Problem description: Determine how many lines in the data below contain "each" and write only that number.

Material for the task:

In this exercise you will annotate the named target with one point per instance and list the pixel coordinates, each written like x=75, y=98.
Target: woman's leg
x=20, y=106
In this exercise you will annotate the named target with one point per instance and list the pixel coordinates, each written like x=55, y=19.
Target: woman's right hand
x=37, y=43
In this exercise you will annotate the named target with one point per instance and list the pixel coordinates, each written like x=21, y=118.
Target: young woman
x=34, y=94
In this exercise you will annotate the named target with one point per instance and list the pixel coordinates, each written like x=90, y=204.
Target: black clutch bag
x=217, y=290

Your solution: 4